§ **Written task**
Present the listing below as a Markdown table with the columns "Row" and "Line," covering only the part from the line with "of the yellow" up to and including the line with "column 95, row 189". Put each line in its own numbered row and leave out any blank lines.

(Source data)
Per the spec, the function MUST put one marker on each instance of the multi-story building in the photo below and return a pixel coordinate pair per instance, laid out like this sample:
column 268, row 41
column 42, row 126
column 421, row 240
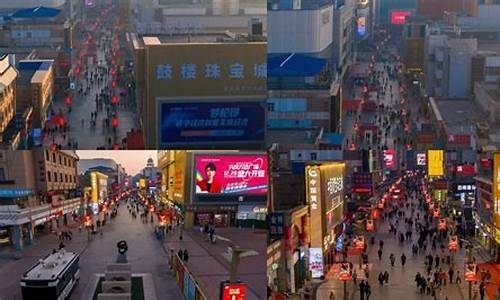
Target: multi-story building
column 226, row 110
column 448, row 64
column 35, row 90
column 39, row 193
column 8, row 76
column 303, row 67
column 47, row 31
column 164, row 16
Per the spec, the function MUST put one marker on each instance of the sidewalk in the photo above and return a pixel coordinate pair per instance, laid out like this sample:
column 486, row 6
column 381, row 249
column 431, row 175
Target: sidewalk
column 209, row 267
column 401, row 279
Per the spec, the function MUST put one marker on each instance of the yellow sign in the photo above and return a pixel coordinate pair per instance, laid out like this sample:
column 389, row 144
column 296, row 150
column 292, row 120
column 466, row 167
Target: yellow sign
column 435, row 163
column 95, row 189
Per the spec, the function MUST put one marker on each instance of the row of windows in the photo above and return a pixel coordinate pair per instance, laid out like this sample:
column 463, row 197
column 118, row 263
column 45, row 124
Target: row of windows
column 60, row 177
column 63, row 160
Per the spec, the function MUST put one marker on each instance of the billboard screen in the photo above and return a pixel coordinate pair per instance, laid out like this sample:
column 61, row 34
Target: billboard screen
column 496, row 186
column 233, row 291
column 389, row 158
column 316, row 262
column 361, row 26
column 399, row 17
column 210, row 122
column 223, row 177
column 435, row 162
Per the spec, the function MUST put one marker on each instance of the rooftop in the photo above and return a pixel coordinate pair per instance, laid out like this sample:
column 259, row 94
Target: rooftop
column 36, row 12
column 205, row 37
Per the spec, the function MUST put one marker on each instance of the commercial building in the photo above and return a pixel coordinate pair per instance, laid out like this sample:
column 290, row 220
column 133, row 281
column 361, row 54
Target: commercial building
column 224, row 188
column 35, row 90
column 39, row 193
column 448, row 65
column 225, row 110
column 46, row 31
column 8, row 76
column 307, row 58
column 156, row 17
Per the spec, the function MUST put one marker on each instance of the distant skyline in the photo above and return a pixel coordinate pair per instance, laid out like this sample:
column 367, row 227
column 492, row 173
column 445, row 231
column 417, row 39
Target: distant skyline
column 132, row 160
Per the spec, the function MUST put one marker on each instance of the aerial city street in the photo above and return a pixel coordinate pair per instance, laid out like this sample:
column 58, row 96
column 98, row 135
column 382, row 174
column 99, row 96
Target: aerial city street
column 250, row 149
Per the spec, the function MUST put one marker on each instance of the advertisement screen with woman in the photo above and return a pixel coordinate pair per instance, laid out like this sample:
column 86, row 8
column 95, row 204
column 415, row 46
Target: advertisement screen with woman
column 231, row 174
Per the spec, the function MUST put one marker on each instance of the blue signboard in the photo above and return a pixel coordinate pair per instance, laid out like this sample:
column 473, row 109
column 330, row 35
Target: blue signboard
column 211, row 122
column 12, row 193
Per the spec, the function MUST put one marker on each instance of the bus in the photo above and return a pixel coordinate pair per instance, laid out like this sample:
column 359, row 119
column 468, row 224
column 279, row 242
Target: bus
column 53, row 277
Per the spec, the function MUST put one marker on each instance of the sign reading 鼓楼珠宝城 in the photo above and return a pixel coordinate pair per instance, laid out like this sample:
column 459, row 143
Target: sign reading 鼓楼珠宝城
column 210, row 122
column 207, row 69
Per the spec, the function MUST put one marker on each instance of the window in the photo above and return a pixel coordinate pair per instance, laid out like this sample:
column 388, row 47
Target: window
column 270, row 106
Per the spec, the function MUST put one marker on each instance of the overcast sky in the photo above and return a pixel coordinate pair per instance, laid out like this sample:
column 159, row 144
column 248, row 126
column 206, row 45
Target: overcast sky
column 132, row 160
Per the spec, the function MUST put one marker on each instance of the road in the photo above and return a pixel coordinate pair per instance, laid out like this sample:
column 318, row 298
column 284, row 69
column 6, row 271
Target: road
column 145, row 254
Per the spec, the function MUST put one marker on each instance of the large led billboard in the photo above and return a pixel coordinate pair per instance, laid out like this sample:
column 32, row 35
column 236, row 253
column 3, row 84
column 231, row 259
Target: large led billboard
column 222, row 177
column 186, row 124
column 435, row 163
column 361, row 24
column 398, row 17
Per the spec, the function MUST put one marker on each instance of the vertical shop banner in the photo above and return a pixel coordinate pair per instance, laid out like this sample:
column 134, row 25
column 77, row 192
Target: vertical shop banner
column 496, row 187
column 389, row 158
column 231, row 174
column 435, row 163
column 313, row 194
column 316, row 262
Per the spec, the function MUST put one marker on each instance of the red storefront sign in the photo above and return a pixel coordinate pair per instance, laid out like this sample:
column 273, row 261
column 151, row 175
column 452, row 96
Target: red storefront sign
column 470, row 272
column 458, row 139
column 234, row 291
column 466, row 170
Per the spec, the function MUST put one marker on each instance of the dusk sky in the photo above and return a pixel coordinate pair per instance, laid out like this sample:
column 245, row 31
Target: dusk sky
column 132, row 160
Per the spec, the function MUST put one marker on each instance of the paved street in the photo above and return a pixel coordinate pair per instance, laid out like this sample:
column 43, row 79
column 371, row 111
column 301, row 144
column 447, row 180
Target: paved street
column 145, row 254
column 210, row 267
column 93, row 91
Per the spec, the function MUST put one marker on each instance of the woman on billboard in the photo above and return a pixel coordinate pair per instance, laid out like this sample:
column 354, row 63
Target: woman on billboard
column 209, row 184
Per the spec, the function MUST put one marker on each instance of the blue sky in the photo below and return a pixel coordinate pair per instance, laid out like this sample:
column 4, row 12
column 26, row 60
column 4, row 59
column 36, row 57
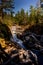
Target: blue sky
column 25, row 4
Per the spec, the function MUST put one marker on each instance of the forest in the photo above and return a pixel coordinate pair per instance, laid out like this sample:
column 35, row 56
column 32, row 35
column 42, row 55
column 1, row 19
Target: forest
column 25, row 48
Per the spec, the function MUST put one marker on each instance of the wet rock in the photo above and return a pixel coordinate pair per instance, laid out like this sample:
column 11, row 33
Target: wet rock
column 28, row 57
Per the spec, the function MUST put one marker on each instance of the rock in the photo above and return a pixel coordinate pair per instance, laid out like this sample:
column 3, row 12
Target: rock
column 28, row 57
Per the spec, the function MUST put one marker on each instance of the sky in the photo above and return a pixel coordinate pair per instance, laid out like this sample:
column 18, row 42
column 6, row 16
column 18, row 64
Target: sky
column 25, row 4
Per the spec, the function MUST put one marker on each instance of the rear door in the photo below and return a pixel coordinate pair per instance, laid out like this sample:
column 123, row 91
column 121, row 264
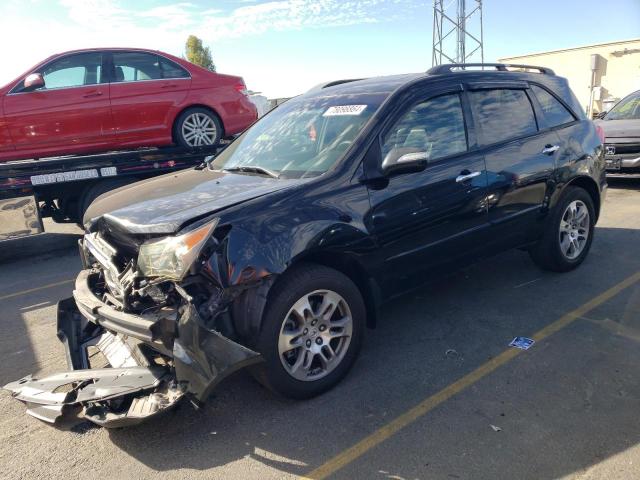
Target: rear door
column 435, row 217
column 520, row 158
column 147, row 90
column 71, row 110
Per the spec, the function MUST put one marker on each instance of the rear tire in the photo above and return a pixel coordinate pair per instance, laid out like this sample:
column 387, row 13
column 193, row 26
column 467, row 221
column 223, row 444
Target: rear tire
column 298, row 349
column 197, row 127
column 568, row 232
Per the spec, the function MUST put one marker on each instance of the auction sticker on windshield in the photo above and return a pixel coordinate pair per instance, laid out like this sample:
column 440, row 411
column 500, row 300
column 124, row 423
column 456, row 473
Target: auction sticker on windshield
column 338, row 110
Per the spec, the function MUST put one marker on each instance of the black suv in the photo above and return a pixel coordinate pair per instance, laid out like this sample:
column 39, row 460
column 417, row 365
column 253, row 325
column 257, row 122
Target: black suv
column 278, row 253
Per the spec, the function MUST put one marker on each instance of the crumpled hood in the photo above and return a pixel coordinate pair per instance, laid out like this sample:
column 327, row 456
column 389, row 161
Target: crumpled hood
column 620, row 128
column 162, row 205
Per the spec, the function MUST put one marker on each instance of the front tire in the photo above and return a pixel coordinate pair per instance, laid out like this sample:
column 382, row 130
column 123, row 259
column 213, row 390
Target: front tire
column 311, row 333
column 568, row 233
column 197, row 127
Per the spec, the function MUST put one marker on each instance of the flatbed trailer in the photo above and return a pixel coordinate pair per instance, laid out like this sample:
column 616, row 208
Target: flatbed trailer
column 63, row 187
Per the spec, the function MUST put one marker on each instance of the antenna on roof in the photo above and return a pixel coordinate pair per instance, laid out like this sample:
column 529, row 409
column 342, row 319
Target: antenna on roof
column 467, row 43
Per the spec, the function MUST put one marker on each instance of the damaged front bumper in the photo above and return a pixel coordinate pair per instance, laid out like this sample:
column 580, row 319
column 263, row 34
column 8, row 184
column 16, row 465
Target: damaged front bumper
column 152, row 362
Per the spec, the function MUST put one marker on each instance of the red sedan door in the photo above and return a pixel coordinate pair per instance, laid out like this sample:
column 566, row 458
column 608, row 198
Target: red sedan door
column 70, row 114
column 147, row 90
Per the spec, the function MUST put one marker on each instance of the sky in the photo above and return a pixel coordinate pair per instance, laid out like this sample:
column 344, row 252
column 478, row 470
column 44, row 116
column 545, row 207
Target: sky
column 283, row 47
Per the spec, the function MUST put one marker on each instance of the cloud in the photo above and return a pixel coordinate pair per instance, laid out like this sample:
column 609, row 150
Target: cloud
column 251, row 18
column 40, row 28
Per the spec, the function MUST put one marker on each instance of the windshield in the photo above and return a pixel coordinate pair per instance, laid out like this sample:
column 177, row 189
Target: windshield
column 303, row 137
column 626, row 109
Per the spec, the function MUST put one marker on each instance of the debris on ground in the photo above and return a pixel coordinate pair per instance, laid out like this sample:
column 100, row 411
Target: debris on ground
column 523, row 343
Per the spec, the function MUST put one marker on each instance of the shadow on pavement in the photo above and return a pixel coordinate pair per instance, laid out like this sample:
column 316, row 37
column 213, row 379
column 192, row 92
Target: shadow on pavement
column 43, row 246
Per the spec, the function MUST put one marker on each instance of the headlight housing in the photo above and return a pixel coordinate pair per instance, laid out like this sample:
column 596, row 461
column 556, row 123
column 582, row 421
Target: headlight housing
column 171, row 257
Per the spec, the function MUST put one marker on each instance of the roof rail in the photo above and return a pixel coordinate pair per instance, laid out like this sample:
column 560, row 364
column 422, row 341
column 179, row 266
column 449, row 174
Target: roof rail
column 332, row 83
column 501, row 67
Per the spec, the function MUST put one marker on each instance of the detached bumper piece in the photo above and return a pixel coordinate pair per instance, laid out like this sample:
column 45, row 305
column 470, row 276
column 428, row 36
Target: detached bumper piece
column 129, row 391
column 144, row 376
column 110, row 397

§ **Solution to this exercise**
| Row | Line |
|---|---|
| 1 | Per the spec, the function MUST put one marker on each instance of the yellow sign in the photo above and return a pixel coordinate pair per instance, laid out like this sample: |
| 2 | column 389, row 144 |
| 3 | column 296, row 150 |
| 4 | column 292, row 120 |
| 5 | column 466, row 167 |
| 6 | Target: yellow sign |
| 7 | column 435, row 163 |
| 8 | column 95, row 189 |